Which lines of the material below contain the string "bird"? Extract each of those lines in full, and treat uppercase and lowercase as different.

────────

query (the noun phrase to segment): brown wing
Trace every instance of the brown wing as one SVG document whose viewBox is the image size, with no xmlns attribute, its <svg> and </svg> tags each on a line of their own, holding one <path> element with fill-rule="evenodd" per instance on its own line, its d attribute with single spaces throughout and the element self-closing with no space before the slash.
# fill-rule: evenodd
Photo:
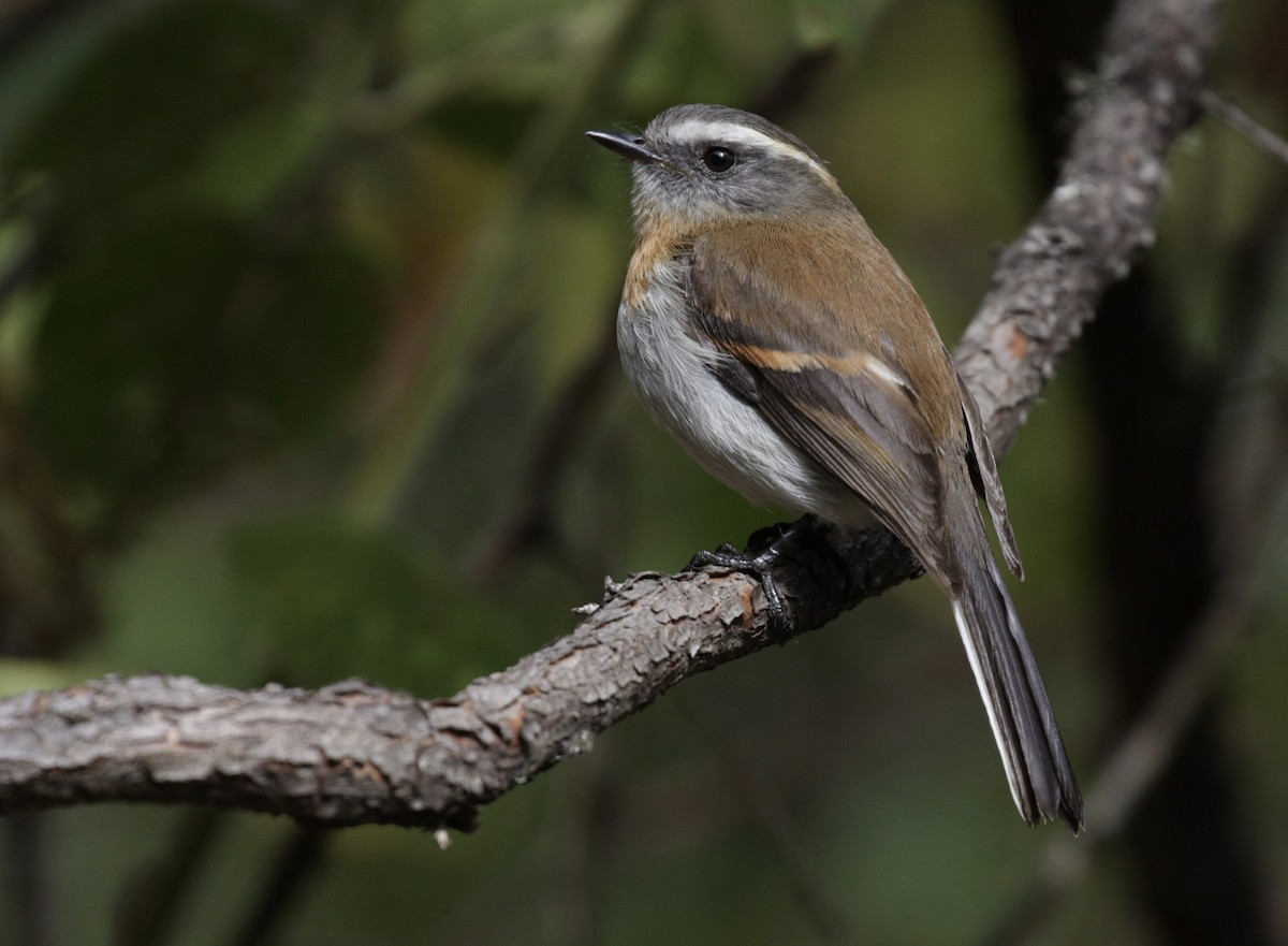
<svg viewBox="0 0 1288 946">
<path fill-rule="evenodd" d="M 911 339 L 907 321 L 894 326 L 903 344 L 880 335 L 869 342 L 862 330 L 855 331 L 853 320 L 836 316 L 842 305 L 854 304 L 860 286 L 853 293 L 832 286 L 828 298 L 808 275 L 784 275 L 765 264 L 750 264 L 738 254 L 737 242 L 698 241 L 693 247 L 696 327 L 741 366 L 741 380 L 730 387 L 862 496 L 940 583 L 956 585 L 957 567 L 943 534 L 940 456 L 943 449 L 954 446 L 965 454 L 965 421 L 952 365 L 929 317 L 923 326 L 912 326 L 921 331 Z M 907 286 L 903 273 L 898 276 Z M 900 302 L 916 307 L 913 317 L 923 316 L 911 286 L 907 293 L 911 298 Z M 956 425 L 927 411 L 913 391 L 899 358 L 909 344 L 943 362 Z M 931 379 L 939 380 L 938 375 Z"/>
</svg>

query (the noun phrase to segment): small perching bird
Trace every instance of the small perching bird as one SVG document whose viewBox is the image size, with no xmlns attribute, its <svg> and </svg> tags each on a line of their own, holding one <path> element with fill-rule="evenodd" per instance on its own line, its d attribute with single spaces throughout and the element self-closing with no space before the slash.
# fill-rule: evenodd
<svg viewBox="0 0 1288 946">
<path fill-rule="evenodd" d="M 748 112 L 677 106 L 643 134 L 589 131 L 631 162 L 635 253 L 617 316 L 649 411 L 752 503 L 873 517 L 948 594 L 1011 794 L 1074 831 L 1082 795 L 983 499 L 1021 574 L 975 400 L 908 277 L 805 143 Z M 775 548 L 707 557 L 768 576 Z"/>
</svg>

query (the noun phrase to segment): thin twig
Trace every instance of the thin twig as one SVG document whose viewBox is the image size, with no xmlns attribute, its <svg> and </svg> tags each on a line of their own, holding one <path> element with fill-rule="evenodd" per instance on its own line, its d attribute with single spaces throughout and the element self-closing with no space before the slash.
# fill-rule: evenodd
<svg viewBox="0 0 1288 946">
<path fill-rule="evenodd" d="M 1193 117 L 1215 32 L 1213 0 L 1122 0 L 1115 12 L 1060 183 L 1002 254 L 958 352 L 999 445 L 1150 241 L 1163 161 Z M 638 575 L 567 637 L 447 700 L 361 682 L 241 692 L 160 677 L 28 693 L 0 701 L 0 811 L 131 799 L 468 829 L 479 806 L 680 681 L 920 571 L 880 530 L 793 545 L 774 570 L 786 630 L 770 629 L 746 576 Z"/>
<path fill-rule="evenodd" d="M 1273 159 L 1288 165 L 1288 140 L 1284 140 L 1280 135 L 1276 135 L 1253 119 L 1240 106 L 1236 106 L 1215 89 L 1203 89 L 1199 93 L 1199 104 L 1212 115 L 1222 119 L 1230 128 Z"/>
</svg>

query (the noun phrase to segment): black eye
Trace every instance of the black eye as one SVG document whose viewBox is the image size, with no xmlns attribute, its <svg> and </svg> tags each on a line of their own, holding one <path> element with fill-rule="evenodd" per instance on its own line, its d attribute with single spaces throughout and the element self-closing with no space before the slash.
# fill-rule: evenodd
<svg viewBox="0 0 1288 946">
<path fill-rule="evenodd" d="M 729 148 L 707 148 L 706 153 L 702 156 L 702 164 L 705 164 L 710 171 L 724 174 L 726 170 L 738 164 L 738 156 L 729 151 Z"/>
</svg>

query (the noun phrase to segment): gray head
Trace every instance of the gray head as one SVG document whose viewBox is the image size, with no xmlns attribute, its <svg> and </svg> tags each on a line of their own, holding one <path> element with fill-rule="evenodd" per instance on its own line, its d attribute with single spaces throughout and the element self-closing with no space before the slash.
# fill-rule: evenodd
<svg viewBox="0 0 1288 946">
<path fill-rule="evenodd" d="M 676 106 L 641 134 L 586 134 L 631 161 L 635 211 L 645 217 L 679 223 L 849 202 L 808 144 L 737 108 Z"/>
</svg>

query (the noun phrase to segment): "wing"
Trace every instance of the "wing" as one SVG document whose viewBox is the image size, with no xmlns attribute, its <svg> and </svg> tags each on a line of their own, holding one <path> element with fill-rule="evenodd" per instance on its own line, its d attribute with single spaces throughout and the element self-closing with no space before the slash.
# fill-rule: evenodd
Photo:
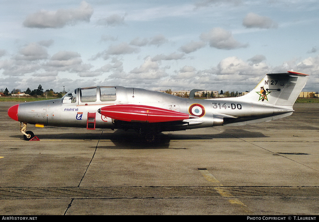
<svg viewBox="0 0 319 222">
<path fill-rule="evenodd" d="M 108 106 L 98 112 L 107 117 L 129 122 L 159 122 L 183 120 L 191 118 L 189 114 L 158 107 L 120 104 Z"/>
</svg>

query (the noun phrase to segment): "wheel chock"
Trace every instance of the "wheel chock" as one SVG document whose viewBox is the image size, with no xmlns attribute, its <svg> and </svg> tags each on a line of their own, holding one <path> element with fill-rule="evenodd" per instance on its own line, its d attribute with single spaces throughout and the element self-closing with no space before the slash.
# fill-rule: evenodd
<svg viewBox="0 0 319 222">
<path fill-rule="evenodd" d="M 38 138 L 36 136 L 34 136 L 33 138 L 29 140 L 29 141 L 40 141 L 40 139 Z"/>
</svg>

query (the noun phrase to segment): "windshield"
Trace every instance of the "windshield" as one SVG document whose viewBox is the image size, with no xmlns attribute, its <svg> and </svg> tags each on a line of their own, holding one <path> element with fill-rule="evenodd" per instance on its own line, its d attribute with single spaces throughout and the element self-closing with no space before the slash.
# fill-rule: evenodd
<svg viewBox="0 0 319 222">
<path fill-rule="evenodd" d="M 62 98 L 62 103 L 71 103 L 77 101 L 77 89 L 71 90 Z"/>
</svg>

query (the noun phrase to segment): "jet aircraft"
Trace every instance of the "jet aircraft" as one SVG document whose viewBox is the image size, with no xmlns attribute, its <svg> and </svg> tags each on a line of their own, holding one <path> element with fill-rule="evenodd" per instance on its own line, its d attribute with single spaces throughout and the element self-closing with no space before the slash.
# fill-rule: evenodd
<svg viewBox="0 0 319 222">
<path fill-rule="evenodd" d="M 78 88 L 61 99 L 13 106 L 9 116 L 20 122 L 26 140 L 34 137 L 28 123 L 45 126 L 134 129 L 153 138 L 164 131 L 241 126 L 291 115 L 308 75 L 289 71 L 266 74 L 247 94 L 236 98 L 195 99 L 121 86 Z"/>
</svg>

────────

> CORRECT RESULT
query (the noun phrase to segment): small perching bird
Trace every instance of the small perching bird as one SVG document whose viewBox is the image size, with no xmlns attribute, its <svg> and </svg> tags each on a line of their own, holding one <path> element with fill-rule="evenodd" per instance on its own line, its d attribute with single spaces throughout and the element self-closing with no space before the slash.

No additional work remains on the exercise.